[Referring expression pointing data]
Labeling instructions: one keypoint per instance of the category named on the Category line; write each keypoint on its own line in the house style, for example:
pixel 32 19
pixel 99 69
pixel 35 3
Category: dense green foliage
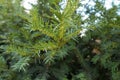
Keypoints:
pixel 46 44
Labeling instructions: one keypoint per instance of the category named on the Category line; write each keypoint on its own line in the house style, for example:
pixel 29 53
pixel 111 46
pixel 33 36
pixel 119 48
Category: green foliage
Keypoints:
pixel 46 44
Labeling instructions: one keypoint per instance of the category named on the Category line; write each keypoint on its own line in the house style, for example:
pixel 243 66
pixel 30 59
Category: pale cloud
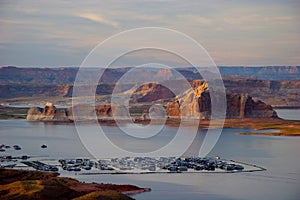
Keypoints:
pixel 99 19
pixel 257 19
pixel 195 19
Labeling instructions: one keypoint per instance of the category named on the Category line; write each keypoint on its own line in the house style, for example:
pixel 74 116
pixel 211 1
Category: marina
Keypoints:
pixel 129 165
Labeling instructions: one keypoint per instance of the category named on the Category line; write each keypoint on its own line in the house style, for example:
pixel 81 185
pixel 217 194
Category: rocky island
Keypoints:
pixel 242 110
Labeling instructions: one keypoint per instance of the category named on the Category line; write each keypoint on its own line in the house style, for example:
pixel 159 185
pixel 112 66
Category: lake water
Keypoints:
pixel 279 155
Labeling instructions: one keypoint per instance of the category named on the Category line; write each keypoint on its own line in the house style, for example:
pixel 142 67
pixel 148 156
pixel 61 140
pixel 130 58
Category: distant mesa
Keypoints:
pixel 193 103
pixel 196 103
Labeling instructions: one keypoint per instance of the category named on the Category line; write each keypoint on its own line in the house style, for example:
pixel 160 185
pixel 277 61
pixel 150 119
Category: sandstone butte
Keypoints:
pixel 242 110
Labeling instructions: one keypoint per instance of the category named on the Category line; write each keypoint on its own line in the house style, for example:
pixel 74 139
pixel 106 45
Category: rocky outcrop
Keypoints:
pixel 51 113
pixel 196 103
pixel 150 92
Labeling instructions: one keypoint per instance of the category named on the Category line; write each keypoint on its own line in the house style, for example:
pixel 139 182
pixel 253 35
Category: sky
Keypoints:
pixel 233 32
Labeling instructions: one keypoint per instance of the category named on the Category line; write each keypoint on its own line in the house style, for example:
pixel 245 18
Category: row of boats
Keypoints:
pixel 41 166
pixel 4 146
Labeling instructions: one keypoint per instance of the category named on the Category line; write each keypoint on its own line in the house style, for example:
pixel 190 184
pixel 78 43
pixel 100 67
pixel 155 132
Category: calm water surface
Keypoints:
pixel 280 155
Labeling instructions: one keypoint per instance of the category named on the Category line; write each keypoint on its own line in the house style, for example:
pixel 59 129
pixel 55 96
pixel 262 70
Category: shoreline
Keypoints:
pixel 284 127
pixel 49 181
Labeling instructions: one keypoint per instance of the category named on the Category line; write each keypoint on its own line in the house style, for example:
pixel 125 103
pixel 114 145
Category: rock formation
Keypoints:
pixel 51 113
pixel 196 103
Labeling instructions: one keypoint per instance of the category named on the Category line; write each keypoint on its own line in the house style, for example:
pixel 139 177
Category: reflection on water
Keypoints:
pixel 280 155
pixel 292 114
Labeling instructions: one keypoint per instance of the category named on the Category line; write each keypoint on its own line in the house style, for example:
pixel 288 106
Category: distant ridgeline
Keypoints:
pixel 274 85
pixel 67 75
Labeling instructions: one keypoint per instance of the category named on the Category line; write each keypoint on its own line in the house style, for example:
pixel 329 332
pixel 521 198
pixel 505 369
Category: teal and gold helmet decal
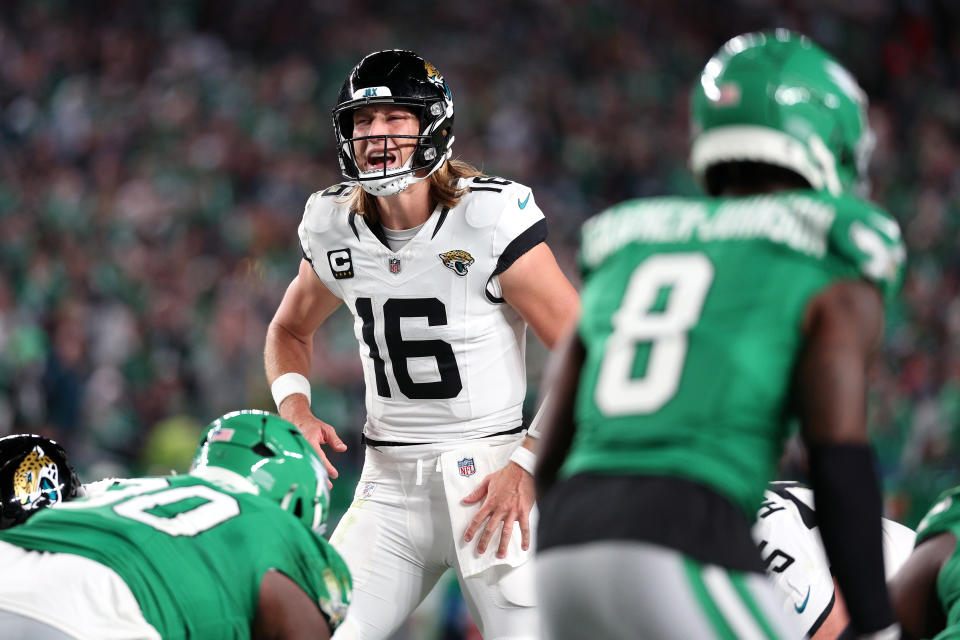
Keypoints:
pixel 34 473
pixel 777 98
pixel 36 480
pixel 272 457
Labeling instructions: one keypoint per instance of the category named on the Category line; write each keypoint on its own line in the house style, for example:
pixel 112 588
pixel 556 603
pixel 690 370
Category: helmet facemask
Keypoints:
pixel 402 79
pixel 776 98
pixel 260 453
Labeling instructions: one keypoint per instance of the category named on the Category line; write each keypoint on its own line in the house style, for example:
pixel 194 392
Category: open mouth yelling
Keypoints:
pixel 382 160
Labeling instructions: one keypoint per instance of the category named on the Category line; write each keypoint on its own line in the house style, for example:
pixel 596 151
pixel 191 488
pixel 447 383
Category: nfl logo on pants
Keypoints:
pixel 466 467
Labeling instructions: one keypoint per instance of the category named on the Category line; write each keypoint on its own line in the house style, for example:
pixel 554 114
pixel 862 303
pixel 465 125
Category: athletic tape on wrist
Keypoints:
pixel 524 458
pixel 287 385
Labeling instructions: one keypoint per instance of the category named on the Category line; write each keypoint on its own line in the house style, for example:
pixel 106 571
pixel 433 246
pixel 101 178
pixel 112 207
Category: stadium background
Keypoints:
pixel 155 158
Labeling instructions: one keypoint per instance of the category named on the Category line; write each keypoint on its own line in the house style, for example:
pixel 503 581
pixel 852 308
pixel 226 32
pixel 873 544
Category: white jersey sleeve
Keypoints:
pixel 443 357
pixel 794 557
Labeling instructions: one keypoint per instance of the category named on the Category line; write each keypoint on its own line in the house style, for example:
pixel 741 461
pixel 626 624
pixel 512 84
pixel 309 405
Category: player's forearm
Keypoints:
pixel 831 385
pixel 285 353
pixel 557 425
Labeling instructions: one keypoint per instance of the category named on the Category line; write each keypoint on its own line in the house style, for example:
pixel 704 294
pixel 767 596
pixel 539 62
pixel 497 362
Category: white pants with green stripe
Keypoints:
pixel 612 590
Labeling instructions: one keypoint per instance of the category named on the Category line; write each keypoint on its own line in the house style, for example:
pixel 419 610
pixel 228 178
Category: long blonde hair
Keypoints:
pixel 444 189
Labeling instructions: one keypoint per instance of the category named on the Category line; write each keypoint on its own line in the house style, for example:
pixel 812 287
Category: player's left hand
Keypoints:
pixel 507 497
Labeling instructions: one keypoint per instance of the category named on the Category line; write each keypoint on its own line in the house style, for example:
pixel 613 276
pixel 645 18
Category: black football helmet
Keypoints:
pixel 34 473
pixel 400 78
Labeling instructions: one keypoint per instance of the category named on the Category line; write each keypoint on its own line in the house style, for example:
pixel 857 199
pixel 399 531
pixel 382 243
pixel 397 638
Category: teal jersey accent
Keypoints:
pixel 944 517
pixel 192 552
pixel 692 316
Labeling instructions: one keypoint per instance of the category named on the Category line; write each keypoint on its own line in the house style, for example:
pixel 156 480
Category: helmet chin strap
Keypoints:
pixel 391 185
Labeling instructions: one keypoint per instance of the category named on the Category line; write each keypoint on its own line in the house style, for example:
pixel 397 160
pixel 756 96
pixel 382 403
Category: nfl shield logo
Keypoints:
pixel 466 467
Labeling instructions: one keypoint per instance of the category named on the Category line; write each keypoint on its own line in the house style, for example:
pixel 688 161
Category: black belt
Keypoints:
pixel 364 440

§ PROBLEM: Across the data above, how many lines contain the string "rocky"? Reply with the number and nothing else.

§ EXERCISE RESULT: 2